Instructions for the task: Give an exact transcription limited to the lines from the one with "of the sign" through the end of the entries, including both; no pictures belong in it.

________________________________________

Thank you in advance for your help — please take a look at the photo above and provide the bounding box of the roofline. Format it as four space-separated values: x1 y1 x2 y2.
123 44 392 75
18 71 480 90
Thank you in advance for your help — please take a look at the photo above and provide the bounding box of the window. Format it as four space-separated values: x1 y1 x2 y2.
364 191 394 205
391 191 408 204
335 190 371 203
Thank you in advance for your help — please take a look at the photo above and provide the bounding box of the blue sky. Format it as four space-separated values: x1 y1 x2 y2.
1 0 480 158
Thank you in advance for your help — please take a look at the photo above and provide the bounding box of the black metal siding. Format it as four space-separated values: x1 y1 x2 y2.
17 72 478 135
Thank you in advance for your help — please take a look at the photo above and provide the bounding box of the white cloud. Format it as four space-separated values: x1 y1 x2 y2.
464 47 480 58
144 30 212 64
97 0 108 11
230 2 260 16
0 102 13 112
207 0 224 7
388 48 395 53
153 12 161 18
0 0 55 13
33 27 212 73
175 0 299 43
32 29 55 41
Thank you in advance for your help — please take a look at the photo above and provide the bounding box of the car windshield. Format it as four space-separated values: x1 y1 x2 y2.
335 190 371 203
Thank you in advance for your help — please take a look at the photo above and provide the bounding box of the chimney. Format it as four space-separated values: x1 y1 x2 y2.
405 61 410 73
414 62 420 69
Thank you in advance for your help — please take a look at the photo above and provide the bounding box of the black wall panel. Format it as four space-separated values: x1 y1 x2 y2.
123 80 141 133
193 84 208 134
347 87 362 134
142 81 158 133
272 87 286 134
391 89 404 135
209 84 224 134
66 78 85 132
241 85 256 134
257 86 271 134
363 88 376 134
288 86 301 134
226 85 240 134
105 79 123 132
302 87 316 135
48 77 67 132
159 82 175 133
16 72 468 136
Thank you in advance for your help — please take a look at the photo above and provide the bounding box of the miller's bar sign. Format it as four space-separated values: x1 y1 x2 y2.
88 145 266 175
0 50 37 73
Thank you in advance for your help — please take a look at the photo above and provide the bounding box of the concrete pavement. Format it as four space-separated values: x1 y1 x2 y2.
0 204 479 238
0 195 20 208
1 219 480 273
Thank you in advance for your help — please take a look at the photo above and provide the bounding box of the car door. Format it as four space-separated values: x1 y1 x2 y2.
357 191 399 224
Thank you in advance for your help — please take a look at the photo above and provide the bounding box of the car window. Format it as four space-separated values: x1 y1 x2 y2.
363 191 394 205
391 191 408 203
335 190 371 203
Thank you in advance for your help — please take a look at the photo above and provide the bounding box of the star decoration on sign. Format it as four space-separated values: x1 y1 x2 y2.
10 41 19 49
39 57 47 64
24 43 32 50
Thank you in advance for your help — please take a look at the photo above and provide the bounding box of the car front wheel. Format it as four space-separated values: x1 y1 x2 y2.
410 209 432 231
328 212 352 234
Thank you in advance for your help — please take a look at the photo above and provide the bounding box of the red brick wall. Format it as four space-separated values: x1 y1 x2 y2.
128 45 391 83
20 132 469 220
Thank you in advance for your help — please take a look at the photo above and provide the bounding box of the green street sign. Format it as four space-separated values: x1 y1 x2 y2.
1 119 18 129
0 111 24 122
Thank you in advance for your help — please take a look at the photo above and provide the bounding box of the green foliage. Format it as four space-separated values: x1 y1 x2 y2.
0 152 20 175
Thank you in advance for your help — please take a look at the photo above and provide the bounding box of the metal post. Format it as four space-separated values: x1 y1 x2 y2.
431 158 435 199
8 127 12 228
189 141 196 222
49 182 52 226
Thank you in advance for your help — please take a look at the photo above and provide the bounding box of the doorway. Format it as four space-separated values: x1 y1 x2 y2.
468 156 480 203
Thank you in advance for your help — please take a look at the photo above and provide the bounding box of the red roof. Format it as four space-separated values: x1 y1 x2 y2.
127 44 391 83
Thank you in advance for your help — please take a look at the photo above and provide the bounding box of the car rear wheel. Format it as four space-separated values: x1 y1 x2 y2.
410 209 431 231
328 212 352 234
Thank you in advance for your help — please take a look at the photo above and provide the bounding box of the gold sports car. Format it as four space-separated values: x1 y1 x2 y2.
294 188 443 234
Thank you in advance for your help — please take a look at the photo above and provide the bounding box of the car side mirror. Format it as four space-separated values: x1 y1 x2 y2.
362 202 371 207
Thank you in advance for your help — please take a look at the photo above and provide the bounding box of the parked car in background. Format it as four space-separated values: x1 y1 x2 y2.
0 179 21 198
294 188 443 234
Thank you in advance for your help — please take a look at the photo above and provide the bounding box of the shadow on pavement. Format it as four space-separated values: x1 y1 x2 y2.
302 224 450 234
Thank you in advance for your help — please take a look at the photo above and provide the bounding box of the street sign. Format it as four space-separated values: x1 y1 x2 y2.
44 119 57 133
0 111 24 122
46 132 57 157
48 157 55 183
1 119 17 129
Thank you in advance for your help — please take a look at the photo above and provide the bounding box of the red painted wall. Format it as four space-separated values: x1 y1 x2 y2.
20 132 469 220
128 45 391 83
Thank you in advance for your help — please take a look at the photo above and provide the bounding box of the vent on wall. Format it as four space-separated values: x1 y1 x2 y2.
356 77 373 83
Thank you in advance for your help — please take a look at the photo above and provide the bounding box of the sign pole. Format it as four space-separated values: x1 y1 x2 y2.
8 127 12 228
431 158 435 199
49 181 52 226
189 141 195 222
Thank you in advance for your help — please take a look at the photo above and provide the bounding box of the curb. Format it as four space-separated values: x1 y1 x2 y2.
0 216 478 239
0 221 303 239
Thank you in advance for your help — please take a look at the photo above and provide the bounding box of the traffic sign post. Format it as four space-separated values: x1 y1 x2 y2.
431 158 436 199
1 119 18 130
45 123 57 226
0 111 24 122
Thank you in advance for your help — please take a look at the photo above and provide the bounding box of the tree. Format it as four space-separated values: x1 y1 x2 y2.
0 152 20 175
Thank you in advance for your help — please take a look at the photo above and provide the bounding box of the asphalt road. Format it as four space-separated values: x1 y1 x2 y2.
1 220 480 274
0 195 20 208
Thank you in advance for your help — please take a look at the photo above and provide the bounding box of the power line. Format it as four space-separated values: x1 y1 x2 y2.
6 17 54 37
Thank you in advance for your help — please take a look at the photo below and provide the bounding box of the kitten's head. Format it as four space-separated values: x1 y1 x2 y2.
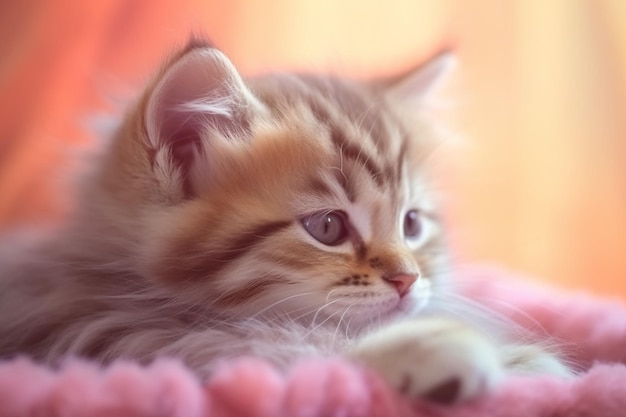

________________________________________

Output below:
Thank you in advance for your help — please take a look at the photo above and provide the bounding box of the sign pole. Format it as four space-separated values: x1 y1 x2 y2.
8 127 12 228
431 158 435 199
49 181 52 226
189 141 195 222
Thank you in advance for your help — please take a look at the photo above and provide the bounding box of the curb. Format it as four space-separated values: x1 y1 x2 y2.
0 216 478 239
0 221 303 239
Thank you in advance for your help — please take a look at the photo above and provide the bounding box of the traffic sign post. Format it as four space-separated values: x1 y1 x2 y2.
431 158 436 199
1 119 18 130
45 123 57 226
0 111 24 122
Thank you in advance for your help — please take a look at the photo above and provide the bounding box of the tree. Format it as four space-separated values: x1 y1 x2 y2.
0 152 20 175
Thank you in advance for your help — please take a look at the photo above and provide the bounding box of the asphalt road. Format it as four space-separated values: x1 y1 x2 y2.
1 220 480 274
0 195 20 208
Thank you in advance for your help — please take a look at the photo above and provide the bounding box of the power line. Format it as four space-separated values: x1 y1 x2 y2.
6 17 54 37
Thank you in advance for your help — please take a look at the photo below and provide the bounding box of the kitten's head. Format it as four space-separated values: x1 y1 x2 y2.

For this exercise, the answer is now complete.